Source records:
++++++++++
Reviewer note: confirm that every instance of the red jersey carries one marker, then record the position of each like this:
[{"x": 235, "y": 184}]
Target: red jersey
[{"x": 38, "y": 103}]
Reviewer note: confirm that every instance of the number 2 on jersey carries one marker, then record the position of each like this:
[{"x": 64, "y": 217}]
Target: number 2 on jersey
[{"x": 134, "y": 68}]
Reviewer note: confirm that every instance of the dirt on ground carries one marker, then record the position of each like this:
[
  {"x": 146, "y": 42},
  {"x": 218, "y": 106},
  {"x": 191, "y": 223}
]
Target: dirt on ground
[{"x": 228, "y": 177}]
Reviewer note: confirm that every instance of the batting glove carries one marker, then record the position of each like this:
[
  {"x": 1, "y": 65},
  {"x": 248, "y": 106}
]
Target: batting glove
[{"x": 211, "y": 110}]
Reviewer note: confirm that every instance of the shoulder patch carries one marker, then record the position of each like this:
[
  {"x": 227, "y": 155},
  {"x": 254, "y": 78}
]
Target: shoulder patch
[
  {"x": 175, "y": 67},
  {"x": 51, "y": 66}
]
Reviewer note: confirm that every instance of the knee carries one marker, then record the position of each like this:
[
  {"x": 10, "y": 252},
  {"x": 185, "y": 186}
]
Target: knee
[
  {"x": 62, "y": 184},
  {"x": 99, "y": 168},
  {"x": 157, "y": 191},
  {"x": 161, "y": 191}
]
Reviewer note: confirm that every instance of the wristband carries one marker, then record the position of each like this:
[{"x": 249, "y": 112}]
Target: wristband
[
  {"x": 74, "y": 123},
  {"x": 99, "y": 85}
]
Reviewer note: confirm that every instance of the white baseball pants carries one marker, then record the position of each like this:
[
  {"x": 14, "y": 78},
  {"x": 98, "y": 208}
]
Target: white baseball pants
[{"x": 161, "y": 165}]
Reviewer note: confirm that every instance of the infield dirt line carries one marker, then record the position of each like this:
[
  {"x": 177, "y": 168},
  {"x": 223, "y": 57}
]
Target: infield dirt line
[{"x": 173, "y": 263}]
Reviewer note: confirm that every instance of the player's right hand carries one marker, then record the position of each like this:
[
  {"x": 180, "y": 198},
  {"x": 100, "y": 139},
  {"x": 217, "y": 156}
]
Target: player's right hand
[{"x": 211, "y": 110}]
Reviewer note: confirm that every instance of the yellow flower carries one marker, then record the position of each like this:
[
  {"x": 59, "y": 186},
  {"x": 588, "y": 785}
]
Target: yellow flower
++++++++++
◆ **TASK STATEMENT**:
Restate all of the entries exactly, please.

◆ **FINAL RESULT**:
Reviewer note: confirm that every instance of the red jersey carries one marker, then record the position of each like this:
[{"x": 235, "y": 184}]
Target: red jersey
[{"x": 38, "y": 103}]
Reviewer note: confirm that every instance of the number 2 on jersey carries one marker, then record the position of each like this:
[{"x": 64, "y": 217}]
Target: number 2 on jersey
[{"x": 134, "y": 68}]
Reviewer note: confirm that every instance of the dirt on ground carries one marker, then record the position of each like this:
[
  {"x": 146, "y": 42},
  {"x": 218, "y": 106},
  {"x": 191, "y": 223}
]
Target: dirt on ground
[{"x": 228, "y": 177}]
Reviewer note: confirm that every instance of the batting glove carries one marker, then record the position of each like this:
[
  {"x": 1, "y": 65},
  {"x": 248, "y": 106}
]
Target: batting glove
[{"x": 211, "y": 110}]
Reviewer note: confirm that every instance of the shoulder patch carries one marker, then record the position of each like this:
[
  {"x": 227, "y": 155},
  {"x": 254, "y": 78}
]
Target: shoulder patch
[
  {"x": 175, "y": 67},
  {"x": 51, "y": 66}
]
Reviewer note: confirm that every instance of the knee carries one marker, then record the position of each like this:
[
  {"x": 10, "y": 252},
  {"x": 185, "y": 186}
]
Target: knee
[
  {"x": 62, "y": 184},
  {"x": 99, "y": 168},
  {"x": 157, "y": 191},
  {"x": 161, "y": 191}
]
Reviewer note: confirm that every instance of the wristband carries one marker, then record the position of each like this:
[{"x": 249, "y": 112}]
Target: wristband
[
  {"x": 74, "y": 123},
  {"x": 99, "y": 85}
]
Reviewer note: confirm that every instance of the white baseball pants carries one marker, then record the position of each like this:
[
  {"x": 14, "y": 78},
  {"x": 98, "y": 208}
]
Target: white baseball pants
[{"x": 161, "y": 165}]
Reviewer note: confirm that every instance of the infield dirt line carries one marker, then record the position of each like this:
[
  {"x": 177, "y": 168},
  {"x": 223, "y": 57}
]
Target: infield dirt line
[{"x": 173, "y": 263}]
Reviewer note: confirm that every instance of the player's right hand carries one marker, then record the position of each like this:
[
  {"x": 180, "y": 198},
  {"x": 100, "y": 139},
  {"x": 217, "y": 156}
]
Target: player's right hand
[{"x": 211, "y": 110}]
Reviewer note: confirm that every instance of the yellow flower carries one marker, then record the position of each like this:
[
  {"x": 59, "y": 186},
  {"x": 588, "y": 785}
]
Target: yellow flower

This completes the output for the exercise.